**WHAT IS REQUIRED:**
According to the passage on building disputes, who presides over building cases?
━━ READING TEXT ━━
Rather than being about juries swayed by Hollywood style antics, building cases are about defects, cracks, delays, and cost of delays and rectification and are presided over by judges, arbitrators or tribunal members who are rarely swayed by captivating rhetoric from charismatic lawyers.

Indeed, some decision makers have a strong aversion to hearing building disputes because the cases are long, documentation intensive and at times emotionally debilitating for a decision maker, particularly if the case is a domestic building dispute where home owners are beset by the trauma of brick and mortar security jeopardy.

This raises the question about who is more important – the lawyer or the expert witness? Given the clinical nature of construction disputes, many would argue the witness is more important as it is he or she who in identifies and quantifies defects and has ‘street cred’ that will shape the outcome. Indeed, flaws or weaknesses in expert witness testimony can prove fatal to a case, and arguably the most important thing an opposing lawyer can do is find and expose these.

Furthermore, parties to disputes often incur damage where ‘hired guns’ exaggerate or understate claims (depending on whom they are acting for) and have testimony exposed under cross examination.

This raises a serious issue. Unlike lawyers or building practitioners, expert witnesses in many jurisdictions are not regulated, are not required to carry insurance for negligence and are not subject to disciplinary oversight – meaning there is no accountability for mistakes which could cost builders or home owners tens of thousands of dollars.
━━━
━━ DATA RECORDS ━━
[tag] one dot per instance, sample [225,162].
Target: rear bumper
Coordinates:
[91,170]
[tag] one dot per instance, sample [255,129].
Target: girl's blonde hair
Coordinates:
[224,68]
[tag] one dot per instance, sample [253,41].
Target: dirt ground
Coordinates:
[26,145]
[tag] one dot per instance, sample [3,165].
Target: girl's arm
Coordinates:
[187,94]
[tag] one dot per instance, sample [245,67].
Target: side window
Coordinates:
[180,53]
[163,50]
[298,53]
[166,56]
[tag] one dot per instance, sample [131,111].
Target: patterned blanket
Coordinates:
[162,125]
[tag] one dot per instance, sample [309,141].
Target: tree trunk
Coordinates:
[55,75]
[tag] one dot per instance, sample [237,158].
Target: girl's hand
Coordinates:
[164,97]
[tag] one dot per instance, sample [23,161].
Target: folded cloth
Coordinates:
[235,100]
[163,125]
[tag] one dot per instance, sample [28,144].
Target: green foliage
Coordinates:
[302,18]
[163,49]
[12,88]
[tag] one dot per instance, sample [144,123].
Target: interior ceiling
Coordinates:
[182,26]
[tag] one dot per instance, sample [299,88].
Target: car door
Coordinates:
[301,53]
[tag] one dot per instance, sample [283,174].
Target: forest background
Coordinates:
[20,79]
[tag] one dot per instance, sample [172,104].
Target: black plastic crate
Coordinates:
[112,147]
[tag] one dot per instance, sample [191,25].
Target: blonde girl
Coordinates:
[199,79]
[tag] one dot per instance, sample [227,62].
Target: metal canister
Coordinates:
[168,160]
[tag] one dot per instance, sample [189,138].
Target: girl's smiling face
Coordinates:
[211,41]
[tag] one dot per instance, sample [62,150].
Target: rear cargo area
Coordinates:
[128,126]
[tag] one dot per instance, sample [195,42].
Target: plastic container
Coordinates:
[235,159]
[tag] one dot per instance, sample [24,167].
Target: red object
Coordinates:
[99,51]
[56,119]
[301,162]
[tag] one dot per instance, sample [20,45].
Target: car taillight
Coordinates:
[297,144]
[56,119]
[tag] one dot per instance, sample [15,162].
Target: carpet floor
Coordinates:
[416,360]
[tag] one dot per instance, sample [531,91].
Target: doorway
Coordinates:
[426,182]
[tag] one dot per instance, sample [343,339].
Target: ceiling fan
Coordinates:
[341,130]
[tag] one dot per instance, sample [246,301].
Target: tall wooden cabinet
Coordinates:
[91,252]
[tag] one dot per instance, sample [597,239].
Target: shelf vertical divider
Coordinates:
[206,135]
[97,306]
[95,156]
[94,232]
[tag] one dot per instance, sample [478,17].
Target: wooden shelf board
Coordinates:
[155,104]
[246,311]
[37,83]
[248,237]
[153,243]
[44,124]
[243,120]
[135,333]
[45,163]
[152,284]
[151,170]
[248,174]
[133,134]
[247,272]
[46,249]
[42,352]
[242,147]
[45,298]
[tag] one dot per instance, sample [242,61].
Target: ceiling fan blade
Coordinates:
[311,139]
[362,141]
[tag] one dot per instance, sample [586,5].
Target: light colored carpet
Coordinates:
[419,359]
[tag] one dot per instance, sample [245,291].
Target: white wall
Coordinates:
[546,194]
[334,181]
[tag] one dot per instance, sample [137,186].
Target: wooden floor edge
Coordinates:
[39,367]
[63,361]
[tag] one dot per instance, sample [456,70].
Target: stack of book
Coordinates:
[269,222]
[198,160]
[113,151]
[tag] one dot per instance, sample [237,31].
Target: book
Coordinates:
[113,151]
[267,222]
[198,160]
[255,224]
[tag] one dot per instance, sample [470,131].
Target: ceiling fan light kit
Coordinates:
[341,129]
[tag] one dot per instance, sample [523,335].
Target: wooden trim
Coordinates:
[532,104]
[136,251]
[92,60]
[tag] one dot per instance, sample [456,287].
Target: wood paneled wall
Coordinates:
━━━
**YOUR SOLUTION:**
Judges, arbitrators or tribunal members.